### Record excerpts
........
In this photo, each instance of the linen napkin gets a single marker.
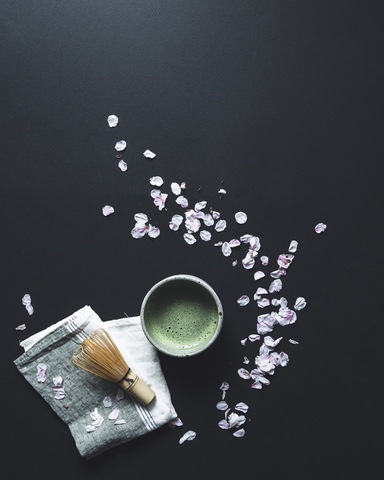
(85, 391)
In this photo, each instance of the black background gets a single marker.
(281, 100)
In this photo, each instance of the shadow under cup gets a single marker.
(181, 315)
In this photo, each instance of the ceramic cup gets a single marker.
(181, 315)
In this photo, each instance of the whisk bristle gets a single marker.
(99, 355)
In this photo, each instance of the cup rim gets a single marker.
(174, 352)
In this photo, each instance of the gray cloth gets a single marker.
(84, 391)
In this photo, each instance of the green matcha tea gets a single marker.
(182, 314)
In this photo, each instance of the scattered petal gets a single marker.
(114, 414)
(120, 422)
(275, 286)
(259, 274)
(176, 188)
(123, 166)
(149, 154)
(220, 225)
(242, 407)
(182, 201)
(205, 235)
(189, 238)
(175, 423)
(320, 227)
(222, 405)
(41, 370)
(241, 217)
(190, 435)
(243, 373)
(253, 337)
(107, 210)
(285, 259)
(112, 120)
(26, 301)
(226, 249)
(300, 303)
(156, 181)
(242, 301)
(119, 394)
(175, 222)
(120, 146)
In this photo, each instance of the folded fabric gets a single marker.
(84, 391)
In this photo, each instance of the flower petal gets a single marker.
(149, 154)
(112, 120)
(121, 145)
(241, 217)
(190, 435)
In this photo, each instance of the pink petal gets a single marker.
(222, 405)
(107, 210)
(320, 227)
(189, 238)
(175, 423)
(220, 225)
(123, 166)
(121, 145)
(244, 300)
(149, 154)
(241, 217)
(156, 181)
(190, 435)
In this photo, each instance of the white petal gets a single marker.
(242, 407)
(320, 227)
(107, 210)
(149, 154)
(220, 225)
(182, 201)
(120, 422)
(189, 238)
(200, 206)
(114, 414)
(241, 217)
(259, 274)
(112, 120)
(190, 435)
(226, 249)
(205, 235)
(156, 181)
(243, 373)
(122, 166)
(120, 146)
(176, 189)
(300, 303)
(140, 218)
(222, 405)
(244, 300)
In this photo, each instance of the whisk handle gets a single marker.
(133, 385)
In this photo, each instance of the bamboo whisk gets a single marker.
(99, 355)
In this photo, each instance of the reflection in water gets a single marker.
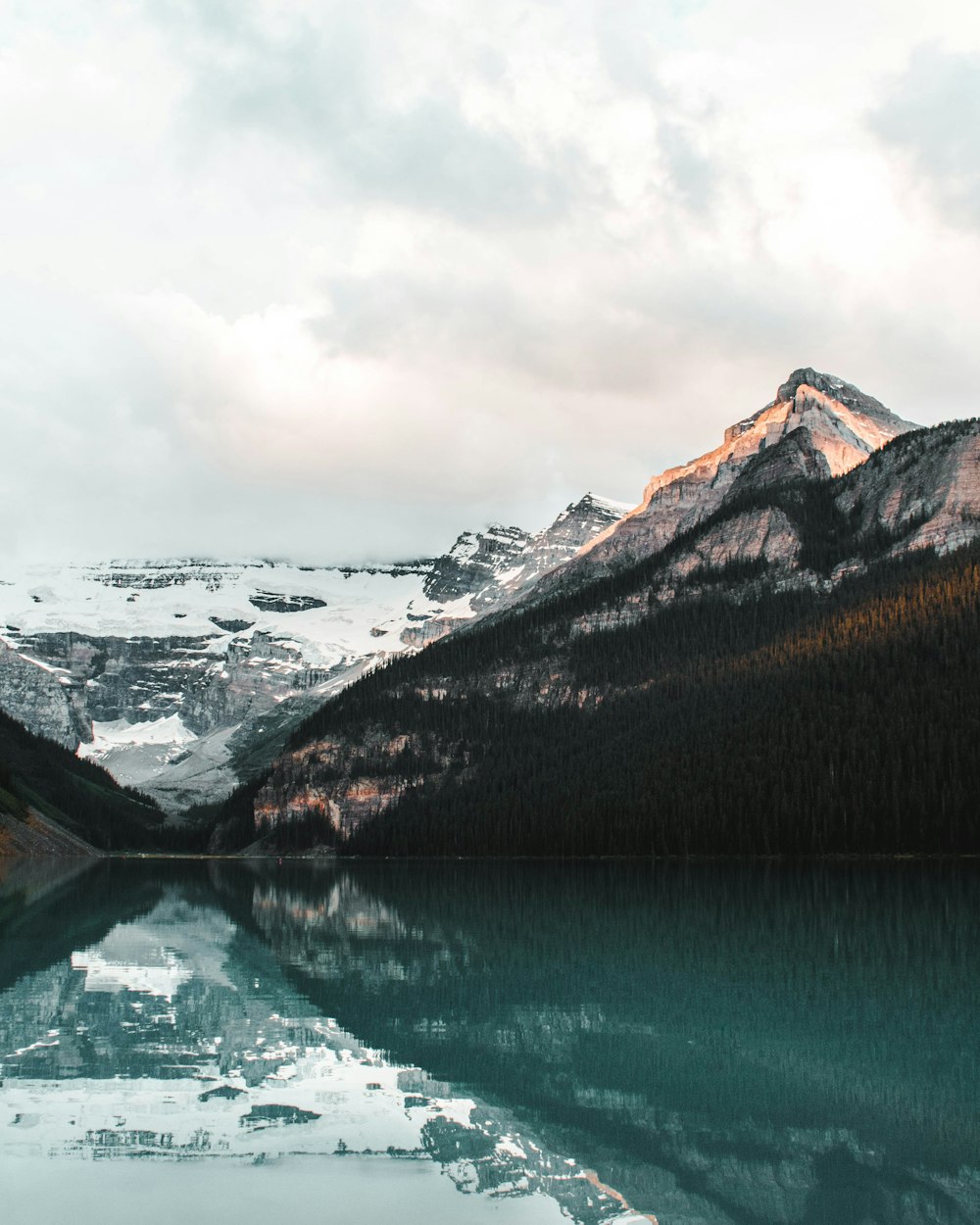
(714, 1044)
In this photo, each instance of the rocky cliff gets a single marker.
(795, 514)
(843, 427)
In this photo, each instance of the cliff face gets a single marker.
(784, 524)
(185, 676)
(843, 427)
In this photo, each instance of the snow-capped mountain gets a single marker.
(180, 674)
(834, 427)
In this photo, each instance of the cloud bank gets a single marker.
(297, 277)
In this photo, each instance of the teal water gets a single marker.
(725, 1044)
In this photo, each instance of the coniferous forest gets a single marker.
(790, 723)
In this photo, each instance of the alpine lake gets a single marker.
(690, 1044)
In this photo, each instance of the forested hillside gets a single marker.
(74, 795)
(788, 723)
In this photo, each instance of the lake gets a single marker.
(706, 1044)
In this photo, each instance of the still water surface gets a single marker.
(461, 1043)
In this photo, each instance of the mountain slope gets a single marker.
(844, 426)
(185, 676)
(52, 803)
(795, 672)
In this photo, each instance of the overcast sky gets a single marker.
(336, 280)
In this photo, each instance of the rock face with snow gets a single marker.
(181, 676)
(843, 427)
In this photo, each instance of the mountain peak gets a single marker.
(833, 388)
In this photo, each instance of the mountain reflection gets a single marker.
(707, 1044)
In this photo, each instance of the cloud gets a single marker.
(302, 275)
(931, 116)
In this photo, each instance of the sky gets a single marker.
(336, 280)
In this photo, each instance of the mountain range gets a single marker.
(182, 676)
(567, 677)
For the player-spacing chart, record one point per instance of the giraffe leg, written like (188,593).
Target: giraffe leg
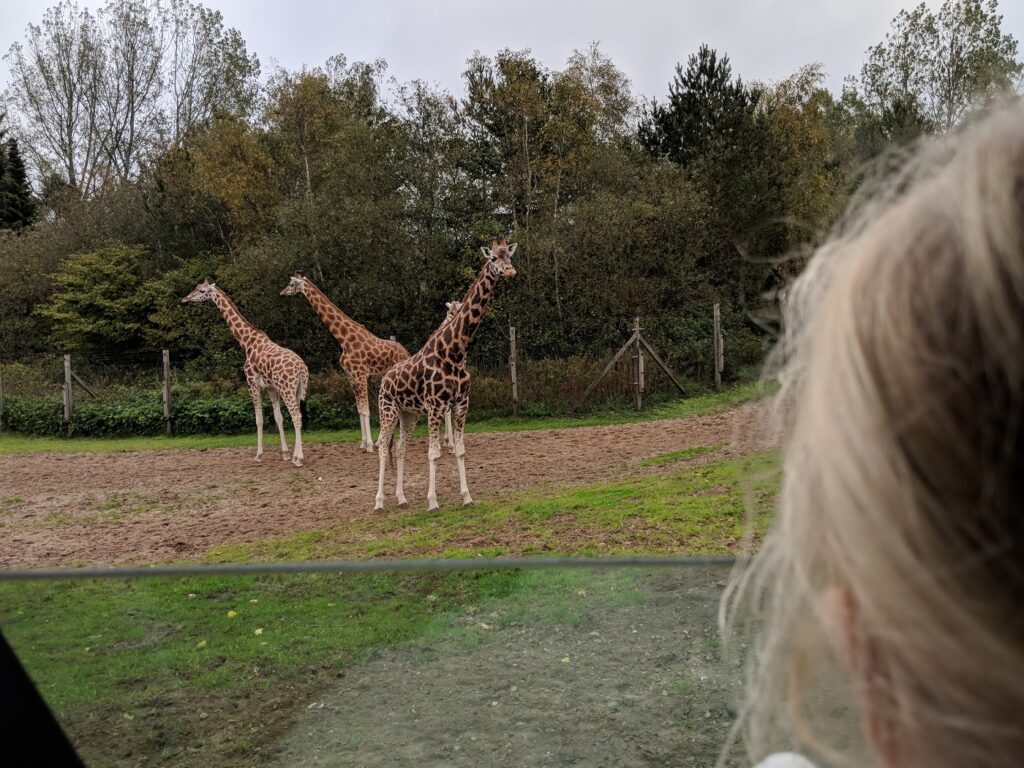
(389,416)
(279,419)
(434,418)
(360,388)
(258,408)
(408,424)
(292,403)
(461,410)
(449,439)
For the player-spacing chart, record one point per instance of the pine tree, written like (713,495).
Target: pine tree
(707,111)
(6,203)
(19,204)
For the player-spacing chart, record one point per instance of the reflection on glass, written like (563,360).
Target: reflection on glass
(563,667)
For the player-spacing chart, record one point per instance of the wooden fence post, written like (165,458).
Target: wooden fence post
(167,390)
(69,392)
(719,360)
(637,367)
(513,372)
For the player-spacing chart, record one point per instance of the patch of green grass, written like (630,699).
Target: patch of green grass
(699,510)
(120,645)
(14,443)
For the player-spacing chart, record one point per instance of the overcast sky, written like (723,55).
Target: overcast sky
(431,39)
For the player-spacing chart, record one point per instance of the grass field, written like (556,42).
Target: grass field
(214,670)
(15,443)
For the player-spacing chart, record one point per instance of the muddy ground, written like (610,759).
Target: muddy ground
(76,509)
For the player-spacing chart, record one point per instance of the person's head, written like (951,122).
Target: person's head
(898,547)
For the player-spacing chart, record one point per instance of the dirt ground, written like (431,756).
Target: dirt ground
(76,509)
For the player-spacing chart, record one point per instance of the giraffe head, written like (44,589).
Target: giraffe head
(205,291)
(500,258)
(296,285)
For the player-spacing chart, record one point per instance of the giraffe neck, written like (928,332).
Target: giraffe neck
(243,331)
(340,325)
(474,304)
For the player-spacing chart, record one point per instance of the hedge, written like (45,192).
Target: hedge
........
### Problem description
Copy out all the data without changing anything, and drop the pictures.

### In response
In this photo, each instance of the linen napkin gets a single marker.
(85, 391)
In this photo, each instance of the black background gets a single marker.
(281, 100)
In this photo, each instance of the shadow under cup gets a single marker.
(181, 315)
In this photo, each instance of the ceramic cup gets a single marker.
(181, 315)
In this photo, each instance of the whisk bristle gets a single marker.
(99, 355)
In this photo, each instance of the cup rim gets a single marker.
(174, 352)
In this photo, each instance of the gray cloth gets a single marker.
(84, 391)
In this photo, each instance of the green matcha tea gets a single marker.
(182, 314)
In this photo, each instance of the scattered petal gets a single marker.
(114, 414)
(120, 422)
(275, 286)
(259, 274)
(176, 188)
(123, 166)
(149, 154)
(220, 225)
(242, 407)
(182, 201)
(205, 235)
(189, 238)
(175, 423)
(320, 227)
(222, 405)
(41, 370)
(241, 217)
(190, 435)
(243, 373)
(253, 337)
(107, 210)
(285, 259)
(112, 120)
(26, 301)
(226, 249)
(300, 303)
(156, 181)
(242, 301)
(119, 394)
(175, 222)
(120, 146)
In this photo, each instance of the folded fabric gets a single marker.
(84, 391)
In this photo, each instance of the flower petal gets a single marker.
(149, 154)
(112, 120)
(121, 145)
(241, 217)
(190, 435)
In this photo, each instance of the pink petal gets a single marker.
(222, 405)
(107, 210)
(320, 227)
(189, 238)
(175, 423)
(220, 225)
(123, 166)
(121, 145)
(244, 300)
(149, 154)
(241, 217)
(156, 181)
(190, 435)
In this photo, each instance of the white petal gets a single marker.
(242, 407)
(320, 227)
(107, 210)
(149, 154)
(220, 225)
(182, 201)
(120, 422)
(189, 238)
(200, 206)
(114, 414)
(241, 217)
(259, 274)
(112, 120)
(190, 435)
(226, 249)
(205, 235)
(156, 181)
(243, 373)
(122, 166)
(120, 146)
(176, 189)
(300, 303)
(140, 218)
(222, 405)
(244, 300)
In this photo, each instance of the whisk handle gets a single marker.
(133, 385)
In this photo, each instance of the bamboo whisk gets a single marker.
(99, 355)
In this photo, each instance of the reflection in water gets a single marker.
(714, 1044)
In this photo, each instance of the rocky cliff gets a single marker.
(795, 514)
(843, 427)
In this photo, each instance of the cliff face gets a single marker.
(784, 524)
(185, 676)
(843, 427)
In this photo, each instance of the snow-capped mountain gets a single marker.
(180, 674)
(834, 427)
In this photo, each instance of the cloud bank gets a single marker.
(297, 277)
In this photo, each instance of the teal water gets a single marker.
(725, 1044)
In this photo, each instance of the coniferous forest gets a single marker.
(790, 723)
In this photo, each instance of the alpine lake gets a single marker.
(690, 1044)
In this photo, each instance of the forested hillside gets a single marker.
(74, 795)
(788, 723)
In this photo, each instance of the lake gets a single marker.
(706, 1044)
In this photo, each instance of the still water surface gets a single marker.
(461, 1043)
In this photo, each instance of the mountain slope gets a single marker.
(844, 426)
(185, 676)
(52, 803)
(795, 672)
In this photo, each instance of the overcast sky gets a single marker.
(336, 280)
In this photo, each instance of the rock face with snow gets a single marker.
(181, 676)
(843, 427)
In this photo, each instance of the mountain peak gets a single marker.
(833, 388)
In this photo, each instance of the mountain reflection gets a single marker.
(707, 1044)
In this photo, each instance of the cloud gets a single marker.
(302, 275)
(931, 116)
In this photo, each instance of the sky gets a single marker.
(336, 280)
In this photo, each instance of the mountain range gets a single marker.
(182, 676)
(567, 677)
For the player-spacing chart, record one point per instance of the giraffe leg, written like (188,593).
Target: giraffe leg
(389,416)
(279,419)
(434,418)
(360,388)
(258,408)
(408,424)
(292,403)
(461,410)
(449,439)
For the player-spacing chart, record one point per instance of the pine tree, written like (713,495).
Target: pine tree
(707,111)
(6,203)
(19,204)
For the player-spacing chart, record one point per instance of the reflection on glass, written like (563,360).
Target: reflection on glass
(563,667)
For the player-spacing chart, record one point per instance of the wooden fence post, written like (165,458).
Target: wooden fence post
(167,390)
(69,392)
(719,360)
(637,367)
(513,372)
For the player-spacing chart, record one point per instance of the patch of green grass, written like (630,699).
Target: patch of green grass
(699,510)
(120,645)
(14,443)
For the player-spacing chart, record one point per instance of the overcast sky, written like (723,55).
Target: overcast sky
(431,39)
For the player-spacing chart, record one point per instance of the grass field, written like (556,42).
Target: grass field
(214,670)
(15,443)
For the player-spacing chart, record one point per instance of the muddy ground, written like (610,759).
Target: muddy ground
(76,509)
For the player-spacing chart, record one point per instance of the person's head, written like (951,122).
Target: person's head
(898,547)
For the player-spacing chart, record one point per instance of the dirt ground, written like (431,756).
Target: dirt ground
(76,509)
For the player-spacing chart, record one point per instance of the giraffe head, written like (44,589).
Target: giraffe head
(205,291)
(500,258)
(296,285)
For the player-spacing chart, record one point per instance of the giraffe neck, written like (928,332).
Target: giraffe neck
(243,331)
(340,325)
(474,304)
For the player-spacing chart, record one point per instance of the hedge, written like (45,192).
Target: hedge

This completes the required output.